> PROVIDED ENTRIES:
*** Begin section ***
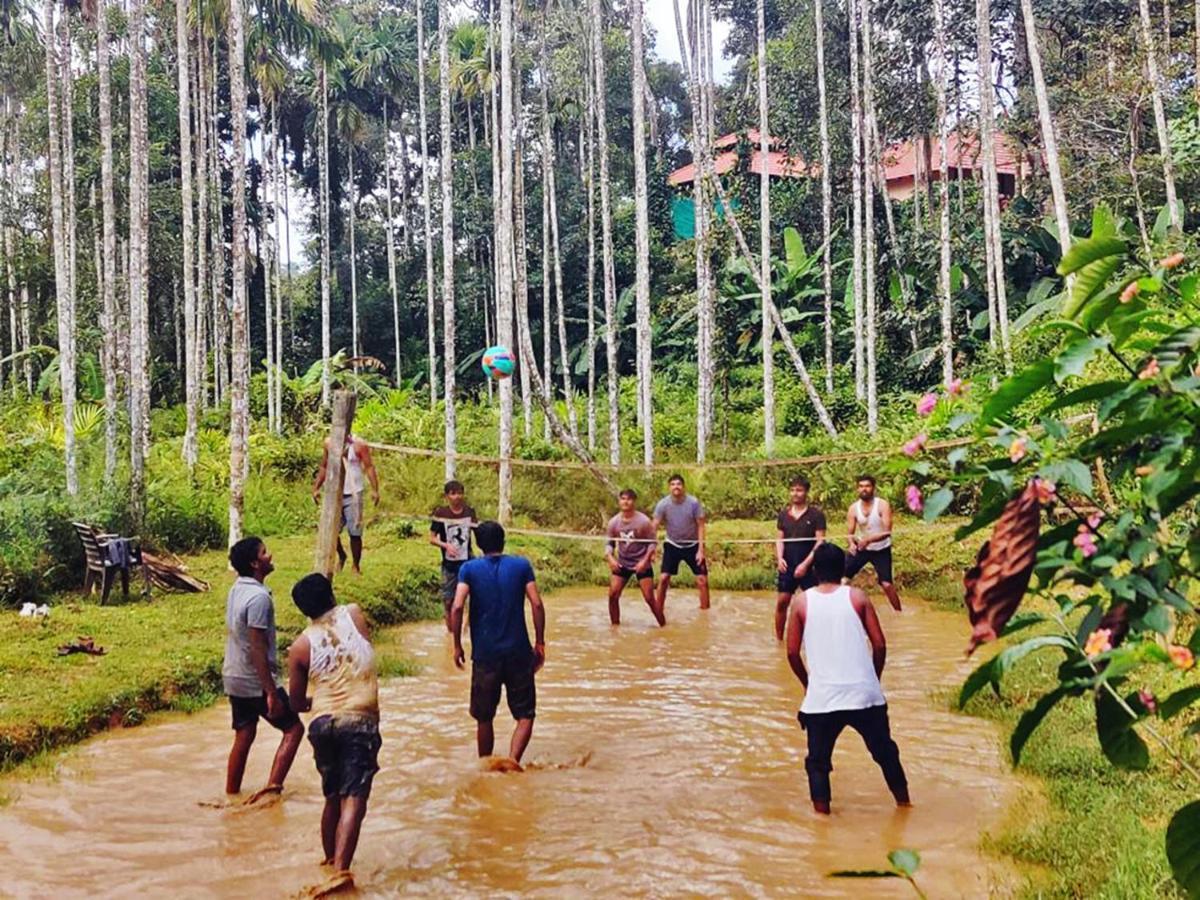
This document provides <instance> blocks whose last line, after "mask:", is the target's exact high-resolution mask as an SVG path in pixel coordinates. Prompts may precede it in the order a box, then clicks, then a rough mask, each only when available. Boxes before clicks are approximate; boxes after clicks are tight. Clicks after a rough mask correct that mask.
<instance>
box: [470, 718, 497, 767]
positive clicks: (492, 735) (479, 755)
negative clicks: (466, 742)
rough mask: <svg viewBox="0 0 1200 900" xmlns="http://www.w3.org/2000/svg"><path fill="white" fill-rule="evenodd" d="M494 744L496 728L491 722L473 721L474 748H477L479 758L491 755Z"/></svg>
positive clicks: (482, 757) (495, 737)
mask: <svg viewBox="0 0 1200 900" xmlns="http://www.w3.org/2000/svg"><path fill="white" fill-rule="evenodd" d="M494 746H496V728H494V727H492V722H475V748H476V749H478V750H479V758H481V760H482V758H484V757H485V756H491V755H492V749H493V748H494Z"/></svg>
*** End section ***
*** Begin section ***
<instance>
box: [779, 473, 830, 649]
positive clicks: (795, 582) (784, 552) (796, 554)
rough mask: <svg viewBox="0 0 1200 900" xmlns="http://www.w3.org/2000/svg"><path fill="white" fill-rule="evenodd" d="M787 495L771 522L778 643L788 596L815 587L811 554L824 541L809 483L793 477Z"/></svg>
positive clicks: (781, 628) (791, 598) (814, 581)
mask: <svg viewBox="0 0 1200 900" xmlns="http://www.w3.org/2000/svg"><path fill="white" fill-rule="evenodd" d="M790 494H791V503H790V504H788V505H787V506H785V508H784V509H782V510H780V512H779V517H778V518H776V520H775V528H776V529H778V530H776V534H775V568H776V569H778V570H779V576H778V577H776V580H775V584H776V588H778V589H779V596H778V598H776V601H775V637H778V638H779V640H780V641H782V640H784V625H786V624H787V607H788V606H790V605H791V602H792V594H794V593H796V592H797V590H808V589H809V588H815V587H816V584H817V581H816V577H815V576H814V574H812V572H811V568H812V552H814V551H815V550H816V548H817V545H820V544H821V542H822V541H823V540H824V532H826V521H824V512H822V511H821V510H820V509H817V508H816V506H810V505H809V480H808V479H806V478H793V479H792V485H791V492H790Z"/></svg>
*** End section ***
*** Begin section ***
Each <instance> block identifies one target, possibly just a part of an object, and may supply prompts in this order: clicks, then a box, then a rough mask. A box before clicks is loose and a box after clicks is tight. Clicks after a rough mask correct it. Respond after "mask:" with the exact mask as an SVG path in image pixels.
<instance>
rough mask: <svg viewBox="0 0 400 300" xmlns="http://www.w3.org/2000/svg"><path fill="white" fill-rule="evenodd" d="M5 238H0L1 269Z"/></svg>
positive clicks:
*** End section ***
> PROBLEM STATEMENT:
Where does the string "after" occur in the listing above? Return every line that contains it.

> SOLUTION TO THIS EXERCISE:
This document provides <instance> blocks whose last line, after "mask:", is the target's exact high-resolution mask as an SVG path in pixel coordinates. Prompts may precede it in the order a box, then clicks, then a rough mask, each only when available. Boxes before clicks are approximate; boxes after clicks are tight. Clicks after a rough mask correct that mask.
Each <instance> block identifies one target, possibly just a part of an object, and may supply prompts in this order: clicks, then a box, then a rough mask. A box before clicks is loose and a box after clicks is tight. Clicks after a rough mask correct it. Respond after "mask:" with the exact mask as an SVG path in image pixels.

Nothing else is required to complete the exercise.